GIVEN TASK A
Translate this sentence from the vector database page below into Spanish: "Using OpenSearch as a vector database brings together the power of traditional search, analytics, and vector search in one complete package."

PAGE TEXT
Skip to content
On this page

An open-source, all-in-one vector database for building flexible, scalable, and future-proof AI applications

Traditional term-based search, based on term frequency models like BM25, is widely used and effective for many search applications. However, these term-based search techniques require significant investment in time and expertise to tune them to account for the meaning or relevance of the terms searched.  Today, more and more developers want to embed semantic understanding into their search applications. Enter machine learning embedding models that can encode the meaning and context of documents, images, and audio into vectors for similarity search. These embedded meanings can, in turn, be searched using the k-nearest neighbors (k-NN) functionality provided by OpenSearch.

Using OpenSearch as a vector database brings together the power of traditional search, analytics, and vector search in one complete package. OpenSearch’s vector database capabilities can accelerate artificial intelligence (AI) application development by reducing the effort for builders to operationalize, manage, and integrate AI-generated assets. Bring your models, vectors, and metadata into OpenSearch to power vector, term-based, and hybrid search and analytics, with performance and scalability built in.

Use the vector database functionality built into OpenSearch to:

  • Power AI applications on a mature search and analytics engine trusted in production by tens of thousands of users.
  • Build stable, scalable applications with a data platform proven by users to scale to up to tens of billions of vectors in production, with the low latency and high availability required by mission-critical systems.
  • Choose open-source tools and avoid lock-in with Apache 2.0-licensed software and integrations with popular open frameworks like LangChain and LlamaIndex, with the option to use managed services from major cloud providers.
  • Future-proof your next-generation AI applications with vector, term-based, and hybrid search, analytics, and observability capabilities, all in one software suite.

What is a vector database?

Information comes in many forms: unstructured data, like text documents, rich media, and audio, and structured data, like geospatial coordinates, tables, and graphs. Innovations in AI have enabled the use of models, or embeddings, to encode all types of data into vectors. These vectors are data points in a high-dimensional space that capture the meaning and context of an asset, allowing search tools to find similar assets by searching for neighboring data points.

GIVEN TASK B
Find each line in the records below that contains the string "surface", and copy those lines. Case counts.

Data records

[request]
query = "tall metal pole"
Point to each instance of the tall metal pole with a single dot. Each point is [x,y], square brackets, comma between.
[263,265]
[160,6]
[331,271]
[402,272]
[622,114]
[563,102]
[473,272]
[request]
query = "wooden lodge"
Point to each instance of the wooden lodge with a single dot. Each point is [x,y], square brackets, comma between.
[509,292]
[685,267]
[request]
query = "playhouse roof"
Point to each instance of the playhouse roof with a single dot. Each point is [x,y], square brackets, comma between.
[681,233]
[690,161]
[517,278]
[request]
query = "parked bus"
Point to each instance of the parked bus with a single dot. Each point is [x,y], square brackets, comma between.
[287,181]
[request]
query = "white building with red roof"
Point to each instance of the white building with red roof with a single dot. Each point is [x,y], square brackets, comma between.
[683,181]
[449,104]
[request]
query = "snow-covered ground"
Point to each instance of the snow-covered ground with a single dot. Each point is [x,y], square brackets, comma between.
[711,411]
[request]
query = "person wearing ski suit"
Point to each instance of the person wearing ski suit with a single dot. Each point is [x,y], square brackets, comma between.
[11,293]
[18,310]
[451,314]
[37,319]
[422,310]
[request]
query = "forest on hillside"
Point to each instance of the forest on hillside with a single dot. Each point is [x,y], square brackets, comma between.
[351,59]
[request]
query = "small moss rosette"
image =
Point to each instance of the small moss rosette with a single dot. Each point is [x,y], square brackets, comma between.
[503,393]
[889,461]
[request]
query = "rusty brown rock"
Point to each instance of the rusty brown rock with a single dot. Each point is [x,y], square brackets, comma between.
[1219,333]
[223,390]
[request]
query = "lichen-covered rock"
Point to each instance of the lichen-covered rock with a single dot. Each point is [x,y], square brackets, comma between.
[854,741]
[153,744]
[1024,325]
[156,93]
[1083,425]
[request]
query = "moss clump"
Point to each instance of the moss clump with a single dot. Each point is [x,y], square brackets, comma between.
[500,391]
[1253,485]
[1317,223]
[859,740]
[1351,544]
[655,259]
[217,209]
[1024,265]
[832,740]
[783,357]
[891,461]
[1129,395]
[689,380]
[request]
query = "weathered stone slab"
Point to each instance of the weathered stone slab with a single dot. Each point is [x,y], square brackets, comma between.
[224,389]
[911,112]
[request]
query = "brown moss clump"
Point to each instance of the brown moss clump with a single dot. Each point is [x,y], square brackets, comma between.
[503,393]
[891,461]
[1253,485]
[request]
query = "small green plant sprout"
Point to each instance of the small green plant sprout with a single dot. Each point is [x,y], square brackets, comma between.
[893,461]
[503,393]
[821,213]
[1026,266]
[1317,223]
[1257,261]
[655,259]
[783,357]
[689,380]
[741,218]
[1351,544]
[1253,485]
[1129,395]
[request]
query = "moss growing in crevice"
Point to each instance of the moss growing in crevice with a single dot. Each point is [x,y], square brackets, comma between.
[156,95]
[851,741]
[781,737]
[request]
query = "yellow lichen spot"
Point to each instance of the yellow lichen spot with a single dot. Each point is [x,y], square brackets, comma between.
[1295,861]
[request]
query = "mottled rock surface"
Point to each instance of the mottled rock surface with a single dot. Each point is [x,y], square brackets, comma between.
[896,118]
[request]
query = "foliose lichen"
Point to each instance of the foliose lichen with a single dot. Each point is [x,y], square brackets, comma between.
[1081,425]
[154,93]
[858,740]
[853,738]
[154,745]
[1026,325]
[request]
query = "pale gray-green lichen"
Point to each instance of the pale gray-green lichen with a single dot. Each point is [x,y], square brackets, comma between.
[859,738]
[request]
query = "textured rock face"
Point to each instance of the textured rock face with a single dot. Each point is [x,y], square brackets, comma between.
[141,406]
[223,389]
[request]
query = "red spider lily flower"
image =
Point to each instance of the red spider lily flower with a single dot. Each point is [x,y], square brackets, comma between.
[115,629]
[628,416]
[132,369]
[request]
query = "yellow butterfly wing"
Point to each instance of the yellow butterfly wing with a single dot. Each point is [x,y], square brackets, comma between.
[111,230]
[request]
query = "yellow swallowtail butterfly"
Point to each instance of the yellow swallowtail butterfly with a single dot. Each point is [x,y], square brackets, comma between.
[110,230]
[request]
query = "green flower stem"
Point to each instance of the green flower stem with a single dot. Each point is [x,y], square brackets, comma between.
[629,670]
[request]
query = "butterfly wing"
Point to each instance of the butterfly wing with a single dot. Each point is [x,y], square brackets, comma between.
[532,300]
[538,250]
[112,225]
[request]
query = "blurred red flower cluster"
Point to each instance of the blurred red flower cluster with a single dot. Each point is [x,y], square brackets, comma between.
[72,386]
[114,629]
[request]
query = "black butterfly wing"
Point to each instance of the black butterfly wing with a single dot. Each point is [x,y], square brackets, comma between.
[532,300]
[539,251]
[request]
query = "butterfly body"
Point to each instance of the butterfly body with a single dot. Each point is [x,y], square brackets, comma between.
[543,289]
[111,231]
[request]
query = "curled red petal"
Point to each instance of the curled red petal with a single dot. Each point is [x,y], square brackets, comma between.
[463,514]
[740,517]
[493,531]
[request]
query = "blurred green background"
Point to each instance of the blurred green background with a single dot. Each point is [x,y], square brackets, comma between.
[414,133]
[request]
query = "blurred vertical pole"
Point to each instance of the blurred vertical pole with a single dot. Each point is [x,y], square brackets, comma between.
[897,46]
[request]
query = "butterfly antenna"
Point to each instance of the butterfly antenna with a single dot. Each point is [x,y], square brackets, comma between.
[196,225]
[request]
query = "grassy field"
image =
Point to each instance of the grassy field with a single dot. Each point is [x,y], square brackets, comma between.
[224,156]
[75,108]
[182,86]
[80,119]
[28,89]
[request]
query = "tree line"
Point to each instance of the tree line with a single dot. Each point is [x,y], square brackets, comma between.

RESULT A
Usar OpenSearch como base de datos vectorial reúne la potencia de la búsqueda tradicional, la analítica y la búsqueda vectorial en un paquete completo.

RESULT B
query = "mottled rock surface"
Point to each instance of the mottled rock surface with a single dot. Each point is [x,y], square brackets, comma between.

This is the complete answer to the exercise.